** Opening SOURCE DOCUMENT block **

This new program will focus on early identification of kidney disease and expansion of home dialysis in order to optimize care for patients with chronic kidney disease. CVS Health’s unique enterprise assets along with the company’s introduction of a truly innovative new home hemodialysis technology, position the company as a positive disruptor in the field with the ability to help reshape and redefine the kidney care space.
“In dialysis today, there is an enormous unmet medical need with high levels of mortality, frequent hospitalizations and poor quality of life for affected patients,” Alan Lotvin, executive vice president and head of CVS Specialty said in a statement.
“As we explored this area it became clear that our enterprise assets – from our experience with complex patient home care through Coram, the breadth of our chronic disease management capabilities with CVS Specialty and Accordant, and our deep payor relationships at CVS Caremark – will enable us to create a unique value proposition to help reshape dialysis treatment.”
CVS Health will be approaching this new initiative in a staged approach with phases focused on early disease identification and patient education, followed by the development of a comprehensive home dialysis program, for both hemodialysis and peritoneal dialysis.

** Closing SOURCE DOCUMENT block **
** Opening DATA FOR REVIEW block **

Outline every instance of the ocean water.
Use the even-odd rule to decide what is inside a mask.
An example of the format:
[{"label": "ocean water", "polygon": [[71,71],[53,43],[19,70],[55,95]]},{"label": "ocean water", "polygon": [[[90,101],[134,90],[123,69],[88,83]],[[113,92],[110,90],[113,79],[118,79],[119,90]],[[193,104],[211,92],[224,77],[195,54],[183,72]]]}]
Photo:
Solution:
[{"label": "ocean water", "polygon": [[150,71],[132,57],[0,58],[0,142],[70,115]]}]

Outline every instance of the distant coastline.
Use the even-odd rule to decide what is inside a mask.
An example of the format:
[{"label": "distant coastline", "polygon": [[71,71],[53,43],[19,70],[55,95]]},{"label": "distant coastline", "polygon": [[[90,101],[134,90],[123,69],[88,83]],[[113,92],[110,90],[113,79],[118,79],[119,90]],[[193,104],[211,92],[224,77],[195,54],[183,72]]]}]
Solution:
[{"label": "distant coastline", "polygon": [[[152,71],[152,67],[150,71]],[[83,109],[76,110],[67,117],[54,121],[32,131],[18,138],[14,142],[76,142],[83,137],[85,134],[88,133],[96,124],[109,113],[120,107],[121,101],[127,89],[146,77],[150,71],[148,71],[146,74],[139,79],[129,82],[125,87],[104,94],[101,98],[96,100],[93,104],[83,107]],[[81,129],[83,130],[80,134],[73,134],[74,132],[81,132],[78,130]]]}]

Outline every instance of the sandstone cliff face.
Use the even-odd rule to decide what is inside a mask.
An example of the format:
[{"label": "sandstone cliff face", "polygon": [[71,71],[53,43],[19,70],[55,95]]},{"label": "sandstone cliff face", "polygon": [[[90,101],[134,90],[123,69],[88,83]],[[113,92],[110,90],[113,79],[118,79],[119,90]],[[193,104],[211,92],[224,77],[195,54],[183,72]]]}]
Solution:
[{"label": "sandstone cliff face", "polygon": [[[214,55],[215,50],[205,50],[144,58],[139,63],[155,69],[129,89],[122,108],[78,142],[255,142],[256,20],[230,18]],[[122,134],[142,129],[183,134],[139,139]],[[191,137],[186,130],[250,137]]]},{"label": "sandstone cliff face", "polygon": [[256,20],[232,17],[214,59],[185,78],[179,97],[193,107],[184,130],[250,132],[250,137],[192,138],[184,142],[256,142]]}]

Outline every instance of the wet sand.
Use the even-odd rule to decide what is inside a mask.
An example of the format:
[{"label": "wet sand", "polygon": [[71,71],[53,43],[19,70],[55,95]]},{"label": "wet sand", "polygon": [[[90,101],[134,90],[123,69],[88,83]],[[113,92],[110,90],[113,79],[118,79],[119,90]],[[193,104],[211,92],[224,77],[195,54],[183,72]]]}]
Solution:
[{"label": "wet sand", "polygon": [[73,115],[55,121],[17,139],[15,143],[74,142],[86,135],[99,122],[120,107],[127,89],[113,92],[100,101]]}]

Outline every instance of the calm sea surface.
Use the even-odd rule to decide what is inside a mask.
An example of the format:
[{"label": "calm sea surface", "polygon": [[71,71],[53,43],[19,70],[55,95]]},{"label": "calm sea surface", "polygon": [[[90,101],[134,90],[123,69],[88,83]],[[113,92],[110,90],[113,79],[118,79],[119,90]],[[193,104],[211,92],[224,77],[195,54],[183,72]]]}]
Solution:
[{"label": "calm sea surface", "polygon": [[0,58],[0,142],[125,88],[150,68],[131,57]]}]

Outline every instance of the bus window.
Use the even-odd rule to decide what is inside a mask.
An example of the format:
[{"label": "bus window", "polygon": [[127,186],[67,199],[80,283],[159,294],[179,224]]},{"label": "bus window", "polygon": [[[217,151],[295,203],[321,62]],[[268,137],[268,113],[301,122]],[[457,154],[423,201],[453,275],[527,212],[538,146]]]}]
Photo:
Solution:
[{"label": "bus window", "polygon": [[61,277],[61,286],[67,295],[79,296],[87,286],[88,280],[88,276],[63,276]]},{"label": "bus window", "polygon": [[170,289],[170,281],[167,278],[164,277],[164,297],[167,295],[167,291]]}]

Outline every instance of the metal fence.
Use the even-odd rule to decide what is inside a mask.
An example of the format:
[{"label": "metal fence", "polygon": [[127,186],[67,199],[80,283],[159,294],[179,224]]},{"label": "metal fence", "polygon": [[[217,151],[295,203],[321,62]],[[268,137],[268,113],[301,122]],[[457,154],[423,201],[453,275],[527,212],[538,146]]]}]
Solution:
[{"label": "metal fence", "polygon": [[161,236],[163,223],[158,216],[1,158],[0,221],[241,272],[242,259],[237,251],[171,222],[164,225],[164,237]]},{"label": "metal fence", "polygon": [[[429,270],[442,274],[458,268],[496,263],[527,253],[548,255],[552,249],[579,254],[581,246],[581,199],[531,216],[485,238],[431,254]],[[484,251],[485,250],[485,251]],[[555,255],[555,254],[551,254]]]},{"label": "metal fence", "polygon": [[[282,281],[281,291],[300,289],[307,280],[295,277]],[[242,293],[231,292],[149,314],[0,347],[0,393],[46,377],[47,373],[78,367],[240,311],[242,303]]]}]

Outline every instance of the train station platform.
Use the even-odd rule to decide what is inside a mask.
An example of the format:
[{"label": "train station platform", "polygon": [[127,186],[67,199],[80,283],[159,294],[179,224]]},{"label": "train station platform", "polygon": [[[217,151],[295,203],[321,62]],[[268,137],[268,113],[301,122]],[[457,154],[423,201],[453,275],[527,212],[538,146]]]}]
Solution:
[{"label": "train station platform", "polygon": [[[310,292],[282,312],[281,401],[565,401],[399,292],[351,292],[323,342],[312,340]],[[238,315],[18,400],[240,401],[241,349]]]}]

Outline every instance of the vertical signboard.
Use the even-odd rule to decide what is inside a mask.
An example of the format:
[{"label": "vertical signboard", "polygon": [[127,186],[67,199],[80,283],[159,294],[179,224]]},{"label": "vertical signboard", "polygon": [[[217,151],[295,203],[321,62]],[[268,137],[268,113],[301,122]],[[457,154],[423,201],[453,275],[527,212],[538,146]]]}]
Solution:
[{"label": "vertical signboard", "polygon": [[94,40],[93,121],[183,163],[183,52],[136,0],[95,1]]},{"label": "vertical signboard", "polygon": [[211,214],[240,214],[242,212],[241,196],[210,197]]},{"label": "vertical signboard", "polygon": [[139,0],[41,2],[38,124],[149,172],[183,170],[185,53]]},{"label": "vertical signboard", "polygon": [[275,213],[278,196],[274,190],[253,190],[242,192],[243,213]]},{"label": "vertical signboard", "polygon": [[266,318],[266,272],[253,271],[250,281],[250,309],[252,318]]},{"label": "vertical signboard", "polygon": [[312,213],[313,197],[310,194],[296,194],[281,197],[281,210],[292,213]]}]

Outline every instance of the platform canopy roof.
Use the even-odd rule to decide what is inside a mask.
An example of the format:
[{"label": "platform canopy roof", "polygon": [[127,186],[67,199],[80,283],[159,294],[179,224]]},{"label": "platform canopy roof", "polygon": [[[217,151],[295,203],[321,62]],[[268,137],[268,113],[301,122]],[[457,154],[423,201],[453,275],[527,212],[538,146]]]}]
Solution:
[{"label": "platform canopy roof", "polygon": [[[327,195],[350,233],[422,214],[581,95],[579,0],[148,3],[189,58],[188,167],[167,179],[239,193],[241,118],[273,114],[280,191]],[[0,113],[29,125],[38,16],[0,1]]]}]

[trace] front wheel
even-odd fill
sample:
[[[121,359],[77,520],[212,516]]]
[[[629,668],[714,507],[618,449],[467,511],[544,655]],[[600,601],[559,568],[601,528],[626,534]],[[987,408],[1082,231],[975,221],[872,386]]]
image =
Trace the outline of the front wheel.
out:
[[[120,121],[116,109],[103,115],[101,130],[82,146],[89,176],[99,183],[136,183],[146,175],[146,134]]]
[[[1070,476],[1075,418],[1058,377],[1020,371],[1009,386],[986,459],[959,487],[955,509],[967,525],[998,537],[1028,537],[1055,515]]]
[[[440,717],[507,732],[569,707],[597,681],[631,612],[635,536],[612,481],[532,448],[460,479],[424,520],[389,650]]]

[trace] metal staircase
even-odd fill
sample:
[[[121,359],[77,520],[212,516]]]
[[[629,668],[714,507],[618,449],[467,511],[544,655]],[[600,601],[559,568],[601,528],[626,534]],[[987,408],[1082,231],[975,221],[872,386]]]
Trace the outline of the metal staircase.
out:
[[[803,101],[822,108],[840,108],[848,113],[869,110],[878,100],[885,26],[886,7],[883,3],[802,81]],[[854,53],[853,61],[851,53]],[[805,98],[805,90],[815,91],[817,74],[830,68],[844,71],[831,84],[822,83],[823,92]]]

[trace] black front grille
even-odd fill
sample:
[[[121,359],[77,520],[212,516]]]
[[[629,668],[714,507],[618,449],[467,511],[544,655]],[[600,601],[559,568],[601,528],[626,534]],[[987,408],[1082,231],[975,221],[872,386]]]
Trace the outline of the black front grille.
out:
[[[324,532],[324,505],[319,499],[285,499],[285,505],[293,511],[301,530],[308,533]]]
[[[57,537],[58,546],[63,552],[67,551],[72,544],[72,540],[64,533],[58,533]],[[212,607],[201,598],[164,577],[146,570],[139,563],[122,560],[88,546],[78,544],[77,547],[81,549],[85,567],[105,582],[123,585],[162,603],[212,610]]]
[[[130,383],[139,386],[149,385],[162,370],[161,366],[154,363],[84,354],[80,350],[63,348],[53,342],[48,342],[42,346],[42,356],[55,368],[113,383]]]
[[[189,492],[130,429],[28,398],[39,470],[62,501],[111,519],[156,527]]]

** Closing DATA FOR REVIEW block **

> TASK STATEMENT: Copy the passage of the CVS Health kidney care text between "This new program" and "kidney care space.", inclusive. Answer using only the text about the CVS Health kidney care program.

> ANSWER TO THIS TASK:
This new program will focus on early identification of kidney disease and expansion of home dialysis in order to optimize care for patients with chronic kidney disease. CVS Health’s unique enterprise assets along with the company’s introduction of a truly innovative new home hemodialysis technology, position the company as a positive disruptor in the field with the ability to help reshape and redefine the kidney care space.